Activity
Can you put the records below into a Markdown table with the columns "No." and "Text", one numbered row per line, skipping any blank lines?

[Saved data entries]
------------------------------------------------------------------------

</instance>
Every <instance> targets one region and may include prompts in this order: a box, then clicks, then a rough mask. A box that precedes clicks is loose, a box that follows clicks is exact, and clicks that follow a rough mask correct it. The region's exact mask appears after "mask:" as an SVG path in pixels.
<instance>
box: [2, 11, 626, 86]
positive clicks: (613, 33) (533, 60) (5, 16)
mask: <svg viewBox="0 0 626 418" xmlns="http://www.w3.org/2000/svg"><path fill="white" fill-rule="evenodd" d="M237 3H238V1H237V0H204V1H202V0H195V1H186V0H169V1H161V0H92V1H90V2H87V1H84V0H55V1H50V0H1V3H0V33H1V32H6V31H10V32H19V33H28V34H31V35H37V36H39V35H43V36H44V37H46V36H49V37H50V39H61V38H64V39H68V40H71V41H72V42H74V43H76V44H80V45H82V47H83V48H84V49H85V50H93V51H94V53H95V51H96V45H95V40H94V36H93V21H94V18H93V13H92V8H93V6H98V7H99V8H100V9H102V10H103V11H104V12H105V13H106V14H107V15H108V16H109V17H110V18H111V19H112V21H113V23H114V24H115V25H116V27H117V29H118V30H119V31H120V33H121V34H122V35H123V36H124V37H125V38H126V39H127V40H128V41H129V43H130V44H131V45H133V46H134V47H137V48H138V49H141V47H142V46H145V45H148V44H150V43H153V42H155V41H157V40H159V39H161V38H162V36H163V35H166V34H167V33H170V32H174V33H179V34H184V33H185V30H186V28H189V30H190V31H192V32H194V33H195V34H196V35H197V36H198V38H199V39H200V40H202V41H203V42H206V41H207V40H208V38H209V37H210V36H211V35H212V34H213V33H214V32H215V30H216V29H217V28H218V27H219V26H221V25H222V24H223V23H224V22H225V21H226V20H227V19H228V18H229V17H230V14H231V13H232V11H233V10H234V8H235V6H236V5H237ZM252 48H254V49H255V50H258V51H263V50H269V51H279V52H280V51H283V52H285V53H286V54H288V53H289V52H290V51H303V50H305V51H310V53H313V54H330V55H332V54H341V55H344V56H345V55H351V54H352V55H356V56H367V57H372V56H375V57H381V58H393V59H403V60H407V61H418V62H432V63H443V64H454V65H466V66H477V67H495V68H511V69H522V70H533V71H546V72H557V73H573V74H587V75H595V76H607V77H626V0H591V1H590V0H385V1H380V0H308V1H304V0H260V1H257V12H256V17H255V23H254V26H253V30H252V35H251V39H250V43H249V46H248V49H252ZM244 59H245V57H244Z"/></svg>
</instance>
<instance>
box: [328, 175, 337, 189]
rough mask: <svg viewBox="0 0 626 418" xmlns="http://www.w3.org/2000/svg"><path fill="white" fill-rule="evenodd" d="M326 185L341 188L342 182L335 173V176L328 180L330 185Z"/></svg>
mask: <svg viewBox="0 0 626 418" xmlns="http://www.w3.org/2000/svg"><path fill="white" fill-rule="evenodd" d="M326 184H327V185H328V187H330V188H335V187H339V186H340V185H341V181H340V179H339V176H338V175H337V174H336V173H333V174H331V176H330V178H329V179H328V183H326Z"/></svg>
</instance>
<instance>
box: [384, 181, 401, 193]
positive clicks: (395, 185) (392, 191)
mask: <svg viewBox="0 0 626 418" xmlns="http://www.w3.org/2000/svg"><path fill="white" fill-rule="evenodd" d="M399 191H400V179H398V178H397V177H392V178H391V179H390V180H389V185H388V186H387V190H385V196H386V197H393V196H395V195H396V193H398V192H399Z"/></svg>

------------------------------------------------------------------------

Response
| No. | Text |
|---|---|
| 1 | </instance> |
| 2 | Every <instance> targets one region and may include prompts in this order: a box, then clicks, then a rough mask. A box that precedes clicks is loose, a box that follows clicks is exact, and clicks that follow a rough mask correct it. The region's exact mask appears after "mask:" as an SVG path in pixels. |
| 3 | <instance> |
| 4 | box: [2, 11, 626, 86] |
| 5 | positive clicks: (613, 33) (533, 60) (5, 16) |
| 6 | mask: <svg viewBox="0 0 626 418" xmlns="http://www.w3.org/2000/svg"><path fill="white" fill-rule="evenodd" d="M237 3H238V1H237V0H204V1H202V0H195V1H186V0H169V1H161V0H92V1H90V2H87V1H84V0H55V1H50V0H1V3H0V33H1V32H6V31H10V32H19V33H28V34H31V35H37V36H39V35H43V36H44V37H46V36H49V37H50V39H61V38H64V39H68V40H71V41H72V42H74V43H76V44H80V45H82V47H83V48H84V49H85V50H93V51H94V53H95V51H96V45H95V40H94V36H93V21H94V18H93V13H92V8H93V6H98V7H99V8H100V9H102V10H103V11H104V12H105V13H106V14H107V15H108V16H109V17H110V18H111V19H112V21H113V23H114V24H115V25H116V27H117V29H118V30H119V31H120V33H121V34H122V35H123V36H124V37H125V38H126V39H127V40H128V41H129V43H130V44H131V45H133V46H134V47H137V48H138V49H141V47H142V46H145V45H148V44H150V43H153V42H155V41H157V40H159V39H161V38H162V36H163V35H166V34H167V33H170V32H174V33H179V34H184V33H185V30H186V28H189V30H190V31H192V32H194V33H195V34H196V35H197V36H198V38H199V39H200V40H202V41H203V42H206V41H207V40H208V38H209V37H210V36H211V35H212V34H213V33H214V32H215V30H216V29H217V28H218V27H219V26H221V25H222V24H223V23H224V22H225V21H226V20H227V19H228V18H229V17H230V14H231V13H232V11H233V10H234V8H235V6H236V5H237ZM252 48H254V49H255V50H258V51H263V50H269V51H279V52H280V51H283V52H285V53H286V54H288V53H289V52H290V51H303V50H305V51H310V53H313V54H330V55H332V54H341V55H344V56H345V55H351V54H352V55H356V56H367V57H372V56H375V57H381V58H393V59H403V60H407V61H418V62H432V63H443V64H454V65H466V66H477V67H495V68H511V69H522V70H533V71H546V72H557V73H573V74H587V75H595V76H607V77H626V0H591V1H590V0H385V1H380V0H308V1H304V0H260V1H257V12H256V17H255V23H254V26H253V30H252V35H251V39H250V43H249V46H248V49H252ZM244 59H245V57H244Z"/></svg> |
| 7 | </instance> |
| 8 | <instance> |
| 9 | box: [328, 175, 337, 189] |
| 10 | rough mask: <svg viewBox="0 0 626 418" xmlns="http://www.w3.org/2000/svg"><path fill="white" fill-rule="evenodd" d="M326 185L341 188L342 182L335 173V176L328 180L330 185Z"/></svg> |
| 11 | mask: <svg viewBox="0 0 626 418" xmlns="http://www.w3.org/2000/svg"><path fill="white" fill-rule="evenodd" d="M326 184H327V185H328V187H330V188H335V187H339V186H340V185H341V181H340V179H339V176H338V175H337V174H336V173H333V174H331V176H330V178H329V179H328V183H326Z"/></svg> |
| 12 | </instance> |
| 13 | <instance> |
| 14 | box: [384, 181, 401, 193] |
| 15 | positive clicks: (395, 185) (392, 191) |
| 16 | mask: <svg viewBox="0 0 626 418" xmlns="http://www.w3.org/2000/svg"><path fill="white" fill-rule="evenodd" d="M399 191H400V179H398V178H397V177H392V178H391V179H390V180H389V185H388V186H387V190H385V196H386V197H393V196H395V195H396V193H398V192H399Z"/></svg> |